▶ **Document excerpt**:
::::::::
Agenda and minutes

Resources and Public Realm Scrutiny Committee
Wednesday 21 February 2018 7.00 pm

Venue: Boardrooms 4-6 - Brent Civic Centre, Engineers Way, Wembley, HA9 0FJ. View directions

Contact: Bryony Gibbs, Governance Officer  020 8937 1355; Email: bryony.gibbs@brent.gov.uk

Items
No. Item

1.

Apologies for absence and clarification of alternate members

Minutes:

Apologies for absence were received from Councillor Stopp. Councillor Harrison was attending in place of Councillor Stopp.

2.

Declarations of interests

Members are invited to declare at this stage of the meeting, the nature and existence of any relevant disclosable pecuniary, personal or prejudicial interests in the items on this agenda and to specify the item(s) to which they relate.

Minutes:

For the purposes of transparency, with regard to agenda item 6, ‘Employment and employability in Brent, Department for Work and Pensions update’, Councillor Mashari advised that she volunteered at a food bank.

3.

Deputations (if any)

To hear any deputations received from members of the public in accordance with Standing Order 67.

Minutes:

There were no deputations.

4.

Minutes of the previous meeting pdf icon PDF 146 KB

To approve the minutes of the previous meeting as a correct record.

Minutes:

RESOLVED: that the minutes of the previous meeting held on 9 January 2018 be approved as an accurate record of the meeting.

5.

Matters arising (if any)

To consider any matters arising from the minutes of the previous meeting.

Minutes:

There were no matters arising.

6.

Order of business

Minutes:

RESOLVED: that the order of business be amended as set out below.

7.

Employment and employability in Brent - Department for Work and Pensions update pdf icon PDF 89 KB

Scrutiny has requested an update from the Department for Work and Pensions (DWP) in response to the confirmation of two of the four Jobcentres in Brent (Kilburn and Willesden) being closed.  The DWP report is attached as appendix 1, outlining the impact of the closures and mitigations in place for job seekers in Brent.  The covering report intends to explain the partnership working between the council and DWP.

Additional documents:

Minutes:

The Chair explained that the committee had requested the update from the Department for Work and Pensions (DWP) in order to explore the immediate and long term impact on Brent’s residents of the impending closures of two of the four Job Centres in Brent.

 

The committee welcomed Anu Bilon, (District Operations Manager, DWP) to the meeting. Anu Bilon advised that she held responsibility for Job Centres in Brent and Hounslow and drew members’ attention to the DWP update report. The report outlined the proposals to close the Willesden and Kilburn Job Centres and merge them with existing sites in Wembley and Harlesden. The committee heard that the closures would come into effect on 2 March 2018. 

 

In the subsequent discussion the committee questioned the purpose of the closures and sought to understand if cost or service redesign was the dominant factor. It was highlighted that of a total 110 closures across England, two closures in one borough appeared disproportionate, particularly given levels of deprivation in parts of Brent. Discussing the measures in place to mitigate transport costs, the committee noted the contradiction between the broadening of the Job Centre offer described, and the assertion that some users were not required to regularly attend the Job Centre. It was queried how accessible the online consultation process had been for vulnerable groups accessing services at the affected job centres.
::::::::
▶ **Listing**:
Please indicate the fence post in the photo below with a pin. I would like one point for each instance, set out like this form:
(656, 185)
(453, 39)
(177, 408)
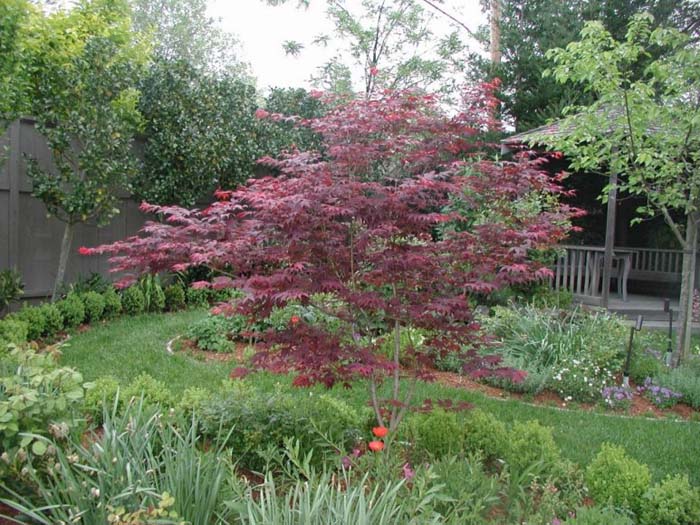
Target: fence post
(13, 172)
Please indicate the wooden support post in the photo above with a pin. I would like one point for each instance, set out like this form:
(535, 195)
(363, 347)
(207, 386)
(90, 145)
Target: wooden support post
(609, 239)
::::::::
▶ **The problem**: Retype the part of the committee minutes that opens with the words containing "For the purposes" and closes with "a food bank.". The records come from a source separate from the committee minutes.

▶ **The result**:
For the purposes of transparency, with regard to agenda item 6, ‘Employment and employability in Brent, Department for Work and Pensions update’, Councillor Mashari advised that she volunteered at a food bank.